**** DATA SECTION ****

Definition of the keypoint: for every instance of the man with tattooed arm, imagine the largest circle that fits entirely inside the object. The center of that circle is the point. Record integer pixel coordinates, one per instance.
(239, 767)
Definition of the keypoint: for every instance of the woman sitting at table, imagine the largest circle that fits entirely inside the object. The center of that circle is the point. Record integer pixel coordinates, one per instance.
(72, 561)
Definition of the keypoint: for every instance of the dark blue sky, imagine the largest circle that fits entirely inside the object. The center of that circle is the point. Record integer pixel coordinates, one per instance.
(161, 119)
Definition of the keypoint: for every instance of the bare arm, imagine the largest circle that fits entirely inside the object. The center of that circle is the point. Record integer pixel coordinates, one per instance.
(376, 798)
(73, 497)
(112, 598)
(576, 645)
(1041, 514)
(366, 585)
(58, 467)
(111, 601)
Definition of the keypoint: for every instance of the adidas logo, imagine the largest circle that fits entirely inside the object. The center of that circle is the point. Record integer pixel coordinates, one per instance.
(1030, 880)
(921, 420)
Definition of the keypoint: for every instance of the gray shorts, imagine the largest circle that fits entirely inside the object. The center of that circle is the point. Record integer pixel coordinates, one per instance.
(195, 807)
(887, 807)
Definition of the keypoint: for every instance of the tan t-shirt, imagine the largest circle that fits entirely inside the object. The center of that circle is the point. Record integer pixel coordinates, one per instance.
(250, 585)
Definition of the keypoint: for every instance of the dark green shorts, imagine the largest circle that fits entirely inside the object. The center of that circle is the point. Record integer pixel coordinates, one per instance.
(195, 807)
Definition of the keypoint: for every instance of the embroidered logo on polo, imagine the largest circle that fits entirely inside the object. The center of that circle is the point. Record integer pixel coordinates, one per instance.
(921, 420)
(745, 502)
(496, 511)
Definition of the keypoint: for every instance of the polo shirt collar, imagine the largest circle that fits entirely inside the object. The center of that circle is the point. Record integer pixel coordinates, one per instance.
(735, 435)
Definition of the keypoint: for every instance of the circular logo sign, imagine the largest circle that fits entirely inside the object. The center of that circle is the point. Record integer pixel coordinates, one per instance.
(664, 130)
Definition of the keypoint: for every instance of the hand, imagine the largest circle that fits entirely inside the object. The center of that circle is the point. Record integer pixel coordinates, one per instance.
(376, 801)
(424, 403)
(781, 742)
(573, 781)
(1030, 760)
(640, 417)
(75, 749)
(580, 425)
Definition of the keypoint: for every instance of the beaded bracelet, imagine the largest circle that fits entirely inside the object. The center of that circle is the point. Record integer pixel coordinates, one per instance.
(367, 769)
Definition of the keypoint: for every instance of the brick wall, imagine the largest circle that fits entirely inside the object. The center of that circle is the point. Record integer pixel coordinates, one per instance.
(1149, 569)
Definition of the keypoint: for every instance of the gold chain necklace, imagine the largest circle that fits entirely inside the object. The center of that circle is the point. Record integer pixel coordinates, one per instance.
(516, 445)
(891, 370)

****

A word-for-word repetition of the listing above is required.

SOLUTION TO THIS PROBLEM =>
Definition of the keypoint: for every instance of the man with tattooed arm, imagine the largest circle that fits entirely inside the object. The center of that circle is the point. Record integer pixel coordinates, one per instance.
(239, 767)
Definition of the keypoint: for every instance of the woman sitting at table, imagine the largest circle that fits entirely inside the object. The center of that circle is the point. Record integer pixel coordinates, one per instance.
(72, 561)
Definition of the keypoint: for every instance of the dark blue sky, imagine the largest circle that fits entirely inside the object. The center of that circle is the point. Record integer pixel coordinates, one per instance.
(161, 119)
Definition of the keypoint: for every instance of the bare arm, imagine the largest circle that fits entirely inside the object. The center of that circle is the point. Record integer pixel coordinates, one per instance.
(376, 798)
(73, 497)
(112, 598)
(576, 645)
(1041, 514)
(366, 585)
(58, 467)
(111, 601)
Definition of the keypoint: for every instance of the adidas logo, imagine the largest circle that fits entirely inside the object. The center of that circle is the point. Record integer pixel coordinates, one per instance.
(1030, 880)
(921, 420)
Definition of the keypoint: for every instance of the gray shorts, imagine the largest circle that fits entirely inside the object. The center of that circle is the point. Record integer pixel coordinates, one per instance.
(195, 807)
(887, 807)
Definition of the keypoint: for every instance of the tan t-shirt, imagine the largest circle that fits entirely inside the object. The center of that circle is the point. Record integer pixel coordinates, one per instance.
(250, 585)
Definition of the keypoint: for every instance of the dark green shorts, imagine the largest circle that fits entirely inside the object. The center of that circle is the point. Record integer pixel coordinates, one per instance.
(195, 807)
Definition of the keypoint: for every instance of the embroidered logo on polo, imagine the largest circle that fits entirely inside the object. The center of that circle is the point. Record integer pixel coordinates, one per instance.
(921, 420)
(745, 502)
(496, 511)
Definition of the keypoint: for every instance of the polo shirt collar, imagine the largest circle that fits entirely inside the object. The center of that circle is the point. Record integer pixel coordinates, one per instance.
(735, 435)
Definition of the keypoint: for every instance of the circular logo sign, imagine the largest circle that fits entirely inside the object. The center of that circle is the point. Record integer pixel coordinates, one per instance.
(664, 130)
Definition of the keypoint: for every instance of the hand, imagine the largest circle that fits entirely inside the object. The center of that circle is the point. Record integer pixel coordinates, one per instance.
(376, 801)
(424, 403)
(781, 742)
(573, 781)
(1030, 760)
(640, 417)
(75, 749)
(580, 425)
Definition of the keypoint: for every instance of the beaded bracelet, imagine the largest circle that fits entirely inside the object. The center of that circle is the point. Record integer pixel coordinates, one per instance.
(367, 769)
Definition of the keypoint: for every instance of the brick wall, imagine the largest circle that fits entirely inside the object. The center of that circle is the point. Record integer pixel coordinates, one per instance.
(1149, 569)
Definition of the keypoint: for every instance of the gold chain necklace, imagine the largest circle that fits entirely inside the object. The center of that circle is the point. Record integer pixel coordinates, one per instance.
(516, 445)
(891, 370)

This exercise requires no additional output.